## Directions for this task
Pick up the forum post about the cost savings of the drone program and continue it from its last sentence.

Karma dude, it is real.

 

Chan790

(20,176 posts)
10. Actually the drone program is a huge money saver...just one that DoD undermined.
Reply to RC (Reply #3)
Sat Nov 9, 2013, 04:13 PM
Nov 2013

The sale point on drones wasn't better performance or reduces service-member combat fatalities (though it provides both)...it was reduction of orders for aircraft. Ten drones (over the 20-year lifetime of the plane they replace) fully eliminate the necessity of purchase of one plane designed to fly those same missions and the drones do it at about 30% of the cost. The drones are more versatile even...the same drone model that is used in Pakistan to kill warlords is dual-purposed domestically (by non-military federal agencies) to precision deliver flame retardants in fire control, monitor developing storms and document demographic data such as traffic patterns. (All of which allow plane replacement at nearly 1:1 ratios as the loss-rate for drones in these uses are negligible and where the non-military planes cost 3-5x what the drones do.)

Where DoD screwed the taxpayers is they used that argument to buy the drones...then they kept buying the planes that they have no intention of ever using, in order to keep Lockheed Martin and Pratt & Whitney employed between orders of planes they do still need.

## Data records
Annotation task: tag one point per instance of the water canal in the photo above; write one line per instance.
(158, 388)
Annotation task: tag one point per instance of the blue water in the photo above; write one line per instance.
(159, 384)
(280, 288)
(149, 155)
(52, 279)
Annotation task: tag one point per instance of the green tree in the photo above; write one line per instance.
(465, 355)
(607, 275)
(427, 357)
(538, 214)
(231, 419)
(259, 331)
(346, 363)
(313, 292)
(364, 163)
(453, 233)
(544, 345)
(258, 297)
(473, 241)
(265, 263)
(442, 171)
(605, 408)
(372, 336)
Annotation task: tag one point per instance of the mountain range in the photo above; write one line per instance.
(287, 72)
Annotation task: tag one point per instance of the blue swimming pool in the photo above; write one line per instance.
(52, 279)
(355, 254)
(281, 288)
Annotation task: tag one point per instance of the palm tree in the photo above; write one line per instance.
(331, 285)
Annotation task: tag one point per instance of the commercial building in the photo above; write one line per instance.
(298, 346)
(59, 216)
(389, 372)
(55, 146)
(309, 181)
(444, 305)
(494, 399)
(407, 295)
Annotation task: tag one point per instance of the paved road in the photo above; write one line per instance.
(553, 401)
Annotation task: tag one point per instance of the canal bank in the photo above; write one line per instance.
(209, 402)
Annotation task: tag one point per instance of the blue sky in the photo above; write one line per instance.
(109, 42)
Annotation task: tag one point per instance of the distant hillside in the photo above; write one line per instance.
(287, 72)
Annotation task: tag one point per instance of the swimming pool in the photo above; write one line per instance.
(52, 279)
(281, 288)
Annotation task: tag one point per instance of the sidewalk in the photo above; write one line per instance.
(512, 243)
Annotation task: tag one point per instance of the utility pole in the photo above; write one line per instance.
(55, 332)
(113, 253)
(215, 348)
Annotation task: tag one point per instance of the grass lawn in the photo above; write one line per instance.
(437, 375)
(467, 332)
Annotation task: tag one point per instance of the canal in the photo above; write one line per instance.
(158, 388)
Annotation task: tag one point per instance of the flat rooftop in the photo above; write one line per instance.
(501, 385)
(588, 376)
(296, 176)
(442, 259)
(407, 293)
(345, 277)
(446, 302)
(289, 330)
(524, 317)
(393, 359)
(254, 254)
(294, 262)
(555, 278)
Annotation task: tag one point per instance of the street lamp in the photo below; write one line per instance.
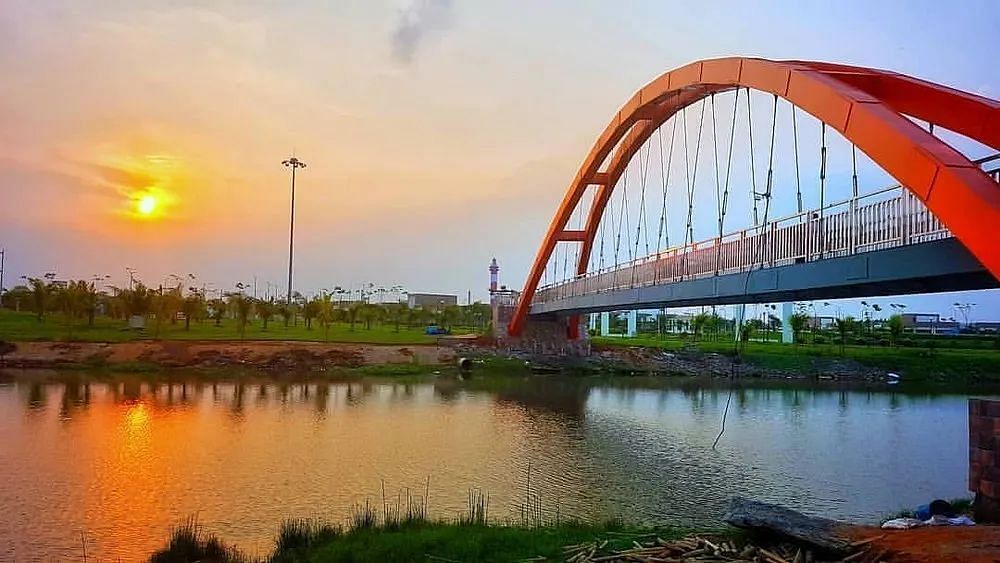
(292, 163)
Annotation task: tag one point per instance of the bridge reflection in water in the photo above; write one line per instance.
(136, 458)
(864, 227)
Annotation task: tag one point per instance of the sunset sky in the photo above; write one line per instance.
(438, 134)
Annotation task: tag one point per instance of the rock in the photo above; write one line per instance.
(771, 518)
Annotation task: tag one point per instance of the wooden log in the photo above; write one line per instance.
(786, 523)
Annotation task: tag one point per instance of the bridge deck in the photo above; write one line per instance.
(942, 265)
(884, 243)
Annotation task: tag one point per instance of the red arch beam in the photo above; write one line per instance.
(867, 106)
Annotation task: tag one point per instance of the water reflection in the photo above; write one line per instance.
(131, 458)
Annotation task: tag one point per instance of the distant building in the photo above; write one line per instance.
(431, 301)
(821, 323)
(928, 323)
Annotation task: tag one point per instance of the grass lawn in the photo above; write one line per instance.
(466, 543)
(914, 362)
(420, 540)
(15, 326)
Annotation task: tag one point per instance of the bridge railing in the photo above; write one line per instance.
(888, 218)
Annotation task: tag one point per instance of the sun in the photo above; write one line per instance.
(146, 205)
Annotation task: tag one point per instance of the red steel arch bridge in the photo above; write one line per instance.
(719, 182)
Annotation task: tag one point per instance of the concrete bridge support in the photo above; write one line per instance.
(548, 337)
(787, 310)
(984, 458)
(739, 317)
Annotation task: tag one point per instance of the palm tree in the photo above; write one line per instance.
(844, 326)
(895, 328)
(265, 310)
(41, 295)
(70, 301)
(243, 307)
(698, 323)
(287, 312)
(397, 314)
(324, 312)
(136, 302)
(798, 323)
(353, 312)
(166, 304)
(309, 311)
(193, 307)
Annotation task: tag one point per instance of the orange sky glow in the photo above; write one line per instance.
(438, 134)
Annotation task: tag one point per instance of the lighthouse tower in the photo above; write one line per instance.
(494, 275)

## Answer to this task
 

RC

(25,592 posts)
11. You totally missed the point.
Sat Nov 9, 2013, 04:48 PM
Nov 2013

In a rational, sane world there is no need for the drone program in the first place. Nor is there any need to have military bases anywhere, except in this country. The MIC and their friends in the Pentagon, are working overtime to make sure we do not live in a rational, sane world.

 

Chan790

(20,176 posts)
12. No. I just do not believe that is in any way "a rational, sane world."
Sat Nov 9, 2013, 05:29 PM
Nov 2013

Frankly, that strikes me as a likely far more anarchic, violent world--one likely to be wracked by global war driven by competing micro-interests; multiple substantial terrorist international factions; and pandemic classist, sectarian and ideological violence the primary victims of which will be as they are now: the global poor. It's a much worse world than we have now.

It's the same error of assessment that pacifists typically make--to assume that this or any nation's global interests (and mark it, every nation has global interests expansive beyond their own borders whether one wishes to acknowledge them or not) can be effected purely through diplomacy, isolationism and cooperativism.

We may not be enthused by the globalist scale of US militarism, but it's folly to believe it unnecessary...the only reason much of Western-aligned Europe is able to focus the majority of its energy and resources domestically is because the US is largely effecting their global interests as well, in so far as those interests align with our own. The question is not whether US militarism is necessary, those that believe it is not have been thankfully marginalized out of relevance, but whether it has devolved into a utility monster and the hammer on hand to fit all nails in need of a budget-haircut and the imposition of control it has long resisted.

winter is coming

(11,785 posts)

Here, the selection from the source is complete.